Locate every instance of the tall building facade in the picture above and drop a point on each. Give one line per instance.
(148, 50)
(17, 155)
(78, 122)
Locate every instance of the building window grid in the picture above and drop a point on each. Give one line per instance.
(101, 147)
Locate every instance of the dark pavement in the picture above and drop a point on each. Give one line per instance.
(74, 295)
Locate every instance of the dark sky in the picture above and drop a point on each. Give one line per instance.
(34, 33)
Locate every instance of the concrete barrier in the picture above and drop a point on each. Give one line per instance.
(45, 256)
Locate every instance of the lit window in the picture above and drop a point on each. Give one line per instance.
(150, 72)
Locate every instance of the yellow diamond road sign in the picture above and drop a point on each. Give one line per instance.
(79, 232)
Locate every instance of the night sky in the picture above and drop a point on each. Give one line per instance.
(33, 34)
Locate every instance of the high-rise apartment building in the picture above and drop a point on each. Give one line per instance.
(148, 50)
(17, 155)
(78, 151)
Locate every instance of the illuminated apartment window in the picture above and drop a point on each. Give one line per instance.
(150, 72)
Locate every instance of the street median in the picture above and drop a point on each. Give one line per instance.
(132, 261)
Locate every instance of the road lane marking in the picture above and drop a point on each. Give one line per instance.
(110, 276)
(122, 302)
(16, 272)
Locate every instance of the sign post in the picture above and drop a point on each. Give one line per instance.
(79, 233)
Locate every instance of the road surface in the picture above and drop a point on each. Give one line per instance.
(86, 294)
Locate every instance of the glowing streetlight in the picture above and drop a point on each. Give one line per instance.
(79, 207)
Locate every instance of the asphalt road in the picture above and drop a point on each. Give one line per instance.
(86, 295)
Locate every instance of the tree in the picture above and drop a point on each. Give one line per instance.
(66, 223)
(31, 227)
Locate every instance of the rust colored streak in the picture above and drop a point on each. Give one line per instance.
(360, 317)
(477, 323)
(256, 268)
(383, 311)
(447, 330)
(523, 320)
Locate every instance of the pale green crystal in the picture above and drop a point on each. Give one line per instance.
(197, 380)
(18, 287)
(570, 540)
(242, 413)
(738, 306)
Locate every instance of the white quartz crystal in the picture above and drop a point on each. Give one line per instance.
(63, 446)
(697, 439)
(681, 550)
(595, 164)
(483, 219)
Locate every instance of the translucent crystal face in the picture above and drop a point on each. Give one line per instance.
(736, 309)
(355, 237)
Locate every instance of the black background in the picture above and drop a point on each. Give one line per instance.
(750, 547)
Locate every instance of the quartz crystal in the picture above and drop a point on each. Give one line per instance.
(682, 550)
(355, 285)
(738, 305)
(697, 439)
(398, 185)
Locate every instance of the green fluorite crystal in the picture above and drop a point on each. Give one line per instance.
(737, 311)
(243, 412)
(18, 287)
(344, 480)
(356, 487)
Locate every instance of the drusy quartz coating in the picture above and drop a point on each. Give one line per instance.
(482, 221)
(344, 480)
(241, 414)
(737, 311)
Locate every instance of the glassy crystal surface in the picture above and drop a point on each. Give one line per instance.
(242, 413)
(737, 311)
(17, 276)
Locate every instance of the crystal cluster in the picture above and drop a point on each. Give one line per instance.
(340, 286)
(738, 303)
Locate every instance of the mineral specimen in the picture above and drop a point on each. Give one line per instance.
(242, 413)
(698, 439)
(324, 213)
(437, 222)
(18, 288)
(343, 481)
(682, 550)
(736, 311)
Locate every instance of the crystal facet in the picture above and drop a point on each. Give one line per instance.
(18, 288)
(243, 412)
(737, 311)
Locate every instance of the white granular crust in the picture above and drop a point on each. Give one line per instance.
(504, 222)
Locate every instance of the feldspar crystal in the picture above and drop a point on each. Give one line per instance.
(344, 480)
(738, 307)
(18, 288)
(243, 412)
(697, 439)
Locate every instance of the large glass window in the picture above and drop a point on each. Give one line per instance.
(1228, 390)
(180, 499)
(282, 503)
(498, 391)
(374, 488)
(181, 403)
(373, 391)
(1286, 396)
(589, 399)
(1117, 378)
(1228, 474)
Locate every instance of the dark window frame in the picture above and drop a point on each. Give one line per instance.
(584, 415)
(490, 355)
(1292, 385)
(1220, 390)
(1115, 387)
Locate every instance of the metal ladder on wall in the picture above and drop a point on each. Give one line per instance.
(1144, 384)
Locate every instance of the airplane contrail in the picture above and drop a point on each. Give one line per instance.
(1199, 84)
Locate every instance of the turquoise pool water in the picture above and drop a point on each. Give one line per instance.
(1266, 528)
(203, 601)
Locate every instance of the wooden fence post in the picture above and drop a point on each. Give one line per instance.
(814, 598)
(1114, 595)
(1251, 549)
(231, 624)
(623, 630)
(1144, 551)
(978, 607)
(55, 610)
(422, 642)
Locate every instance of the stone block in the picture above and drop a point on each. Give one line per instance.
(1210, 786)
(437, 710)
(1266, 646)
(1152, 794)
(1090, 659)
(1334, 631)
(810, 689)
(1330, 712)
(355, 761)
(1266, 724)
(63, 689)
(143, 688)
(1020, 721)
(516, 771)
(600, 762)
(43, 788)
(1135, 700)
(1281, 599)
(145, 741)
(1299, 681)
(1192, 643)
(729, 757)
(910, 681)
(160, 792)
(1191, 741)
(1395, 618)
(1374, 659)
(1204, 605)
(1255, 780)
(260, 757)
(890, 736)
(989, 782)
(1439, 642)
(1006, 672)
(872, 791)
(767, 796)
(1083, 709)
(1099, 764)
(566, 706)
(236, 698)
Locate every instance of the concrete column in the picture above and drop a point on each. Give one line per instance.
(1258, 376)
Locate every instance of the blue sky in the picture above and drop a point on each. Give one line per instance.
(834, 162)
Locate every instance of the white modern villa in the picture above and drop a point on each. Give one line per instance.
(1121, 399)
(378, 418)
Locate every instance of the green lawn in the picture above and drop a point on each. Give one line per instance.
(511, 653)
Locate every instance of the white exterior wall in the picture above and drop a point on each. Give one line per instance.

====================

Reproduce all of the records above, substituting "place a marker" for every occurrence of "drop a point" and leaving everything else unchanged.

**EXERCISE OUTPUT**
Locate every instance of the tall building facade in the picture above and place a marker on each. Give one line per instance.
(148, 50)
(17, 155)
(78, 122)
Locate every instance of the building window grid in the picture above and place a marker on each. Give one line per instance.
(101, 147)
Locate every instance of the dark pavement in the picture above and place a marker on each. Give one line per instance.
(74, 295)
Locate every instance of the dark sky in the picture above and place a marker on each. Give one line per instance.
(34, 33)
Locate every instance of the concrete barrier in the picture above and place a marker on each. Give one line per instance.
(45, 256)
Locate every instance of the lit window in the picture above and place a marker on each. Give one line per instance.
(150, 72)
Locate every instance of the yellow diamond road sign in the picture above and place a marker on each. Give one line per instance.
(79, 232)
Locate every instance of the night sky in the picture above and place a marker on each. Give one line per instance.
(33, 34)
Locate every instance of the high-rise apartment building in the picture above and place a marker on each. Give one line per instance.
(148, 50)
(17, 155)
(78, 151)
Locate every instance of the illuminated apartment window in the picture above and place a marker on each. Give one line per instance.
(150, 72)
Locate every instance of the street median in the picture above and place a marker on each. Give one line per instance.
(132, 261)
Locate every instance of the road lane marking in the picture above and place a marker on each. Give one line per instance.
(110, 276)
(122, 302)
(16, 272)
Locate every instance of the sign post in the picture above and place a marker on each. Give one line per instance.
(79, 233)
Locate every instance of the road surface in the picture above and place a marker on each. Give one line per instance.
(86, 294)
Locate every instance of the glowing streetlight in the picture above and place a marker on each. Give one line per instance.
(79, 207)
Locate every instance of the asphalt road in the picture above and place a marker on each. Give one line per instance.
(86, 295)
Locate every instance of the tree in the picture above and place a marker on each. Give one line per instance.
(66, 223)
(31, 227)
Locate every instance of the rust colored streak in the picture above and place a marker on each. Give one line per instance.
(360, 317)
(477, 323)
(256, 268)
(383, 311)
(447, 330)
(523, 320)
Locate every instance of the pale green crystal in the picture above and place a marker on each. Give one line per instance.
(197, 380)
(18, 287)
(570, 540)
(242, 413)
(738, 306)
Locate every instance of the white quartz crystal in the picture above and place a marker on each. Give one line per instance.
(63, 446)
(697, 439)
(681, 550)
(595, 164)
(483, 219)
Locate every instance of the translucent crystal face in the picture above and place a marker on each. Give one line per instance.
(736, 309)
(355, 237)
Locate every instance of the black background in the picture above and place a marker on each. Give one line per instance.
(750, 547)
Locate every instance of the quartz crystal in the picture above and place a marker on each. Give one line per instance.
(682, 550)
(355, 285)
(738, 305)
(697, 439)
(398, 185)
Locate every instance of the green fluorite crystal in the picture above and place a marker on each. Give one line per instance.
(737, 311)
(243, 412)
(18, 287)
(344, 480)
(356, 487)
Locate every instance of the drusy quartz coating in the picture above and place a marker on each. Give one line per instance.
(482, 221)
(344, 480)
(241, 414)
(737, 311)
Locate every instance of the glassy crystal surface in the picture above and place a marker on each. Give one line per instance.
(242, 413)
(737, 311)
(17, 276)
Locate every instance of the crystal cluster in the picture above and place a marker on each. Give one line per instance.
(340, 286)
(738, 303)
Locate every instance of the mineral specimen in the picture above and place a marker on each. Give one line per instance.
(242, 413)
(698, 439)
(324, 213)
(437, 222)
(18, 288)
(343, 481)
(682, 550)
(736, 311)
Locate every instance of the crystal facet in the picture above and place a marker on each. Give one line per instance.
(18, 288)
(243, 412)
(737, 311)
Locate every instance of the white granular crust in the picture above and place a marker on each. Give one line per instance.
(504, 222)
Locate every instance of the feldspar crystal in the picture above and place a marker on each. Give one line per instance.
(344, 480)
(738, 307)
(18, 288)
(243, 412)
(697, 439)
Locate every instance of the large glass window in the picture above and place a marker on each. Give one line per instance.
(1228, 390)
(180, 499)
(282, 503)
(498, 391)
(374, 488)
(181, 403)
(373, 391)
(1286, 396)
(589, 399)
(1117, 378)
(1228, 474)
Locate every instance of the dark window frame in the picture above and place a marker on each. Give one line per instance.
(584, 415)
(490, 355)
(1292, 385)
(1220, 390)
(1115, 387)
Locate every instance of the metal ladder on wall in the picture above and place a marker on each. Give one line per instance.
(1144, 384)
Locate every instance of the airplane contrail in the picture above and place a marker on each. Give one line per instance.
(1199, 84)
Locate every instance of the turquoise pool water in the picture above and place a marker on each. Give one line per instance.
(1266, 528)
(203, 601)
Locate every instance of the wooden fence post in the picture above and place a marker on each. Give one line per instance.
(814, 598)
(1114, 595)
(1251, 549)
(231, 624)
(623, 630)
(1144, 551)
(978, 607)
(55, 610)
(422, 642)
Locate every instance of the stone block in the picture above and place a marker on each. Give one line per instance.
(1210, 786)
(437, 710)
(1266, 646)
(1152, 794)
(1090, 659)
(1334, 631)
(810, 689)
(1330, 712)
(355, 761)
(1266, 724)
(63, 689)
(143, 688)
(1020, 721)
(516, 771)
(600, 762)
(43, 788)
(1135, 700)
(1281, 599)
(145, 741)
(1299, 681)
(1192, 643)
(729, 757)
(910, 681)
(160, 792)
(1191, 741)
(1395, 618)
(1374, 659)
(1204, 605)
(1255, 780)
(260, 757)
(890, 736)
(989, 782)
(1439, 642)
(1006, 672)
(872, 791)
(767, 796)
(1083, 709)
(1099, 764)
(566, 706)
(236, 698)
Locate every instance of the concrete column in the picture above and place a marker on each. Give one line per instance.
(1258, 376)
Locate every instance of the blue sky in the picture above and place a marker on each. Give one line per instance.
(834, 162)
Locate every instance of the white modern villa in the picture above and place a marker on each. Give one line per instance.
(1121, 399)
(378, 418)
Locate every instance of the green lawn in the picture above and place a marker on each. Give one line per instance.
(511, 653)
Locate every instance of the white exterior wall in the picture above and place a marker on each. Give one line per instance.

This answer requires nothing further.